[Problem to work on]
How many of the rows below contain the word "instance"? Reply with the number alone.
--- Begin Data excerpts ---
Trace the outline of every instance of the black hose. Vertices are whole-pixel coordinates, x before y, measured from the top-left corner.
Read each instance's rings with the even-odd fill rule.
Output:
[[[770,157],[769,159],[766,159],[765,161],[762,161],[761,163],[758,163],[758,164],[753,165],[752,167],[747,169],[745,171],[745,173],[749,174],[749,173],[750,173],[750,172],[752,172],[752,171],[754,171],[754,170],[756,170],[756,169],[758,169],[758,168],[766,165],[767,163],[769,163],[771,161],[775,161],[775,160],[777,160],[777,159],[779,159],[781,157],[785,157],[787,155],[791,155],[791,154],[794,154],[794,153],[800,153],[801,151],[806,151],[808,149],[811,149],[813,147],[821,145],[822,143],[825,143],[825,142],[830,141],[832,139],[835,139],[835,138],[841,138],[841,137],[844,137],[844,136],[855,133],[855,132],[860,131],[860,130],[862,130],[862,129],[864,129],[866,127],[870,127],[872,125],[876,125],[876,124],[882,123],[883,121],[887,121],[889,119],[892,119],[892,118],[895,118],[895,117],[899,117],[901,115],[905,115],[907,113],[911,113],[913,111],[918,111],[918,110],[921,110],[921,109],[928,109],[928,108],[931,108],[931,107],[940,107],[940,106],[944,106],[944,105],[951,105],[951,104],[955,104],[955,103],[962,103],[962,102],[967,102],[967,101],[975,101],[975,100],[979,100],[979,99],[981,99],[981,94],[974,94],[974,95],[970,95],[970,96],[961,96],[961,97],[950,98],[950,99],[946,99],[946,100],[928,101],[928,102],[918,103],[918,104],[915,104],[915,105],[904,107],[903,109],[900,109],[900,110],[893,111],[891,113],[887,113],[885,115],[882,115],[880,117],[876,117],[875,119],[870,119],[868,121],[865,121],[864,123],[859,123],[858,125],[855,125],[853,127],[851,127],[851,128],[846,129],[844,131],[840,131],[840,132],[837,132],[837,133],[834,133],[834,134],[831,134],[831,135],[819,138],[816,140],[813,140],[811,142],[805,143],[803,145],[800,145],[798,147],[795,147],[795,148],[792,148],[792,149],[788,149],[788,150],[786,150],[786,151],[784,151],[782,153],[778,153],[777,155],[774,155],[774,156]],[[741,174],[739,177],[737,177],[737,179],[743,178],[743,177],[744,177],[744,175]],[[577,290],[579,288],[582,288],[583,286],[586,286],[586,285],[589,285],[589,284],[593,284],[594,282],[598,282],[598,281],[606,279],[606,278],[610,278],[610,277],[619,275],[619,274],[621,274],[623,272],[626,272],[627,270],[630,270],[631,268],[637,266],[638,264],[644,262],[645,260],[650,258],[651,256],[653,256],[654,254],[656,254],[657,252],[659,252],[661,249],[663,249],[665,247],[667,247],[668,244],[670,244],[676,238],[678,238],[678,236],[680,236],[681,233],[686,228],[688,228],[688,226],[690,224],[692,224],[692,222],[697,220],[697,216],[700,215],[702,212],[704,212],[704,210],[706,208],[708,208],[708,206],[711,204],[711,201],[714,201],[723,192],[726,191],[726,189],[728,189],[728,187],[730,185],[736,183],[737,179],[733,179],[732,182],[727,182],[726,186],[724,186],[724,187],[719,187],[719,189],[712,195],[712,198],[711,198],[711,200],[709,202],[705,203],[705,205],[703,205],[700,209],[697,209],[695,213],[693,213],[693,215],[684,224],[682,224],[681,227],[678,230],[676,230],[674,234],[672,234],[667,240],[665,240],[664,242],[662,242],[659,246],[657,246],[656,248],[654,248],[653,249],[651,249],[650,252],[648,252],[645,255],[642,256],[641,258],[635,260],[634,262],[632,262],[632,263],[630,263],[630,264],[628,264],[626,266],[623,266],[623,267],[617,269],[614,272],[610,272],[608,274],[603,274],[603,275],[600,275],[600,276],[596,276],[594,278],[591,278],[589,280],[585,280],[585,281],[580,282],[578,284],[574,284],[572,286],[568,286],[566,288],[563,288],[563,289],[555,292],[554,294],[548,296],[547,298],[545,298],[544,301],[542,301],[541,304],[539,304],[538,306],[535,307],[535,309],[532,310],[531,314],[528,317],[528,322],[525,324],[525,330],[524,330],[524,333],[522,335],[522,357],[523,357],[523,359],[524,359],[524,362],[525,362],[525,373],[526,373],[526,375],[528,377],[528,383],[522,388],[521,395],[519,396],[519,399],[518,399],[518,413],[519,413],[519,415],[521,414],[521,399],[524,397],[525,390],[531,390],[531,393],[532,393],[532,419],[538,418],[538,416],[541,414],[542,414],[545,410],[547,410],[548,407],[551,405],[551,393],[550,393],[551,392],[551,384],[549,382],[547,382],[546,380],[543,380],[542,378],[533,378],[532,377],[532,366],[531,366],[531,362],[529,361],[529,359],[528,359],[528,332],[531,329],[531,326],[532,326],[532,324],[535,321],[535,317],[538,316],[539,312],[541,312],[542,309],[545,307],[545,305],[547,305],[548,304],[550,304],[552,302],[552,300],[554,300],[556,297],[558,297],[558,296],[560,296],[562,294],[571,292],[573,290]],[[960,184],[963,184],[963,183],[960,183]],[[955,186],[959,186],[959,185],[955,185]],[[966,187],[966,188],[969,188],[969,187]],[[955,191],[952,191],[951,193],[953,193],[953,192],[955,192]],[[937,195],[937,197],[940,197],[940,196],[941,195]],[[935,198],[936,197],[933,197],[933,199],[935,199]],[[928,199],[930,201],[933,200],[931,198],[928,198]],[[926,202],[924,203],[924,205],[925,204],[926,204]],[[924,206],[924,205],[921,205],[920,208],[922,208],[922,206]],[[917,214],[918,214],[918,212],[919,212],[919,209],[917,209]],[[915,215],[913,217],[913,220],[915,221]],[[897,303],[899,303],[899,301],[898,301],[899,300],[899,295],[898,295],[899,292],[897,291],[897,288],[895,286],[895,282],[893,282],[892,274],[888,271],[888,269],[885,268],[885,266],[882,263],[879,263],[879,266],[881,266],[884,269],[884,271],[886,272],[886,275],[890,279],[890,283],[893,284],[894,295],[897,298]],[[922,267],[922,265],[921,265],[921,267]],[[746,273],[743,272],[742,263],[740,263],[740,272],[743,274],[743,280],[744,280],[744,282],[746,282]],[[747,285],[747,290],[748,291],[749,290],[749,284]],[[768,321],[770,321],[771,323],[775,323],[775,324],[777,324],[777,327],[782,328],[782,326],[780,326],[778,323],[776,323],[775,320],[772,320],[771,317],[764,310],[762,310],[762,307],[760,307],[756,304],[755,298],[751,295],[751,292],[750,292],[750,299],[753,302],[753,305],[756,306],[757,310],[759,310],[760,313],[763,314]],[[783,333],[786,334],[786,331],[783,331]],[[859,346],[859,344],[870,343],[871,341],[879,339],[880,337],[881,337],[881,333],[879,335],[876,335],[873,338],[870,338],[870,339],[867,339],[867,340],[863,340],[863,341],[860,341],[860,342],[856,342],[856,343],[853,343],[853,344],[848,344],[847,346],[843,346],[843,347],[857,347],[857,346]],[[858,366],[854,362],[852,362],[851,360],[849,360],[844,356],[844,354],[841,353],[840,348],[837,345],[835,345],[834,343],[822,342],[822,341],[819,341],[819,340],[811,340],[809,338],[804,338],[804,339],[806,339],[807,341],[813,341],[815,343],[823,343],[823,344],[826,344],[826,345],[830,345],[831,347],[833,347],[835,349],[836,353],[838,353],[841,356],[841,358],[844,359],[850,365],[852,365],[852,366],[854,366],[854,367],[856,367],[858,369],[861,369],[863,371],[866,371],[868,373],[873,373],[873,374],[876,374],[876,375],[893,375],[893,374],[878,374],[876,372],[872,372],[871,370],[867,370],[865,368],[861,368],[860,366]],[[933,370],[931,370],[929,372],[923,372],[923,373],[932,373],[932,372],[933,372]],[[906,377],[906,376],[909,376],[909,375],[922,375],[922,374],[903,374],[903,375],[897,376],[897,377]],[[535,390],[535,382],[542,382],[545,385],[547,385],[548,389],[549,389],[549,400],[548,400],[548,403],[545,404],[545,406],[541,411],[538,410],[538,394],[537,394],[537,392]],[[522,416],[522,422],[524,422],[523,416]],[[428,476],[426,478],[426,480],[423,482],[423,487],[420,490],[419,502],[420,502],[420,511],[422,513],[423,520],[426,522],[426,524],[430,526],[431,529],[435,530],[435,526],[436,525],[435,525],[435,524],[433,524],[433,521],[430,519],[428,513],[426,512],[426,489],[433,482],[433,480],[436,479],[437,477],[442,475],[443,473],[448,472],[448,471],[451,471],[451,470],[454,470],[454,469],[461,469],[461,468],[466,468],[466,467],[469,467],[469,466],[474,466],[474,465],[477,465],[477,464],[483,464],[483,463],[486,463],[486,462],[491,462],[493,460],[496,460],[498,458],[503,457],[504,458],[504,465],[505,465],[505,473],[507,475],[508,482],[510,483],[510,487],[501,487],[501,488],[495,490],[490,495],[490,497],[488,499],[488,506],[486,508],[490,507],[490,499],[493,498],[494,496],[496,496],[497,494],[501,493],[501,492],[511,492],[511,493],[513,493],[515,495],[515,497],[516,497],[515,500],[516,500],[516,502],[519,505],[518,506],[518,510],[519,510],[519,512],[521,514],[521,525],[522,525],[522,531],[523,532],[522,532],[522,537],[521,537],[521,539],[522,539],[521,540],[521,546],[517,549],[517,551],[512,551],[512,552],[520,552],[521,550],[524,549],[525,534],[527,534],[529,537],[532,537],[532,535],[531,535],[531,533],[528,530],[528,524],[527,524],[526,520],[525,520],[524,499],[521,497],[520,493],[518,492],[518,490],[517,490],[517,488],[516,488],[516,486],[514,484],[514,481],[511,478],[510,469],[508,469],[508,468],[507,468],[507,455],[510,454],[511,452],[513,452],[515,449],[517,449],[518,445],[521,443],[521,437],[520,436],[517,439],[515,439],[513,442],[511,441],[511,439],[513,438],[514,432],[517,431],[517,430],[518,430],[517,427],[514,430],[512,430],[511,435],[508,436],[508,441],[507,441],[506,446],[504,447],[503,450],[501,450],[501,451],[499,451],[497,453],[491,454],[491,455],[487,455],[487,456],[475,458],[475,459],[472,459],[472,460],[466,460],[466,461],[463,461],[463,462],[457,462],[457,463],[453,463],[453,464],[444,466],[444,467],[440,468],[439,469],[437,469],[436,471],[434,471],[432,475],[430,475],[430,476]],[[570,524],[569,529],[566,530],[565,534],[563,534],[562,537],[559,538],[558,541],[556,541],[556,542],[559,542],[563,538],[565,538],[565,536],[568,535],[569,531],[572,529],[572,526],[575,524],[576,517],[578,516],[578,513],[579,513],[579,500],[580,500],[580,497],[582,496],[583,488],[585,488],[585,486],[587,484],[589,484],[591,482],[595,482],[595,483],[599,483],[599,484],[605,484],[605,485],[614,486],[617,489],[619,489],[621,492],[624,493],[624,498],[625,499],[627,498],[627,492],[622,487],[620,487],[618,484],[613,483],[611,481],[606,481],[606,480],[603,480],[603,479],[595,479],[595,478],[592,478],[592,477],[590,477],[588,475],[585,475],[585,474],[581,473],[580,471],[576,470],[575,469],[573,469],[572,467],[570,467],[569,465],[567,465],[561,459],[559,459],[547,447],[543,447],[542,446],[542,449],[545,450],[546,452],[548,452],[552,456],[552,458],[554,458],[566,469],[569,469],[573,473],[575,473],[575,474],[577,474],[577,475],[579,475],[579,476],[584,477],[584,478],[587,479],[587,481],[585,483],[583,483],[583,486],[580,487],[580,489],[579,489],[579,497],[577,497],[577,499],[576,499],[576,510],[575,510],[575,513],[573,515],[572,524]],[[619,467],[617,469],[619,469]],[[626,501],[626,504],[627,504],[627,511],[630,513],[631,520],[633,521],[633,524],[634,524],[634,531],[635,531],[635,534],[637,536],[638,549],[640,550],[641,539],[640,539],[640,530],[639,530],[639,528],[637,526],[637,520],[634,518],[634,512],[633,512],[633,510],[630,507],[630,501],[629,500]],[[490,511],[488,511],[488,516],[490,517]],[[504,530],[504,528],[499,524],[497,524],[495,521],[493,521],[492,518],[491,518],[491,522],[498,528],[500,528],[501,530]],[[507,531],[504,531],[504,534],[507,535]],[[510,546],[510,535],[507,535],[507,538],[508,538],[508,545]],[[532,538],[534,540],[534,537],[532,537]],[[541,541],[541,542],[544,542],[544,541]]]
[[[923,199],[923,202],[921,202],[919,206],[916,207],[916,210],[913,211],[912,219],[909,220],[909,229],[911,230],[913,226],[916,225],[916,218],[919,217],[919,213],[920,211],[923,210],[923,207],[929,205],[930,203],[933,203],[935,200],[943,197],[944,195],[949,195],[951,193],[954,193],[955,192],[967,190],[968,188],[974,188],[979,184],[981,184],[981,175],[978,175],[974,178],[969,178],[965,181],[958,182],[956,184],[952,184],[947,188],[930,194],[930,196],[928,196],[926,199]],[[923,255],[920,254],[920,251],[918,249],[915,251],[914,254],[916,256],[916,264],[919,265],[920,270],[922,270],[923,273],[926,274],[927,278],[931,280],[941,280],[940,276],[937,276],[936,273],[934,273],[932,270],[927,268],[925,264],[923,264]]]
--- End Data excerpts ---
[Answer to this exercise]
2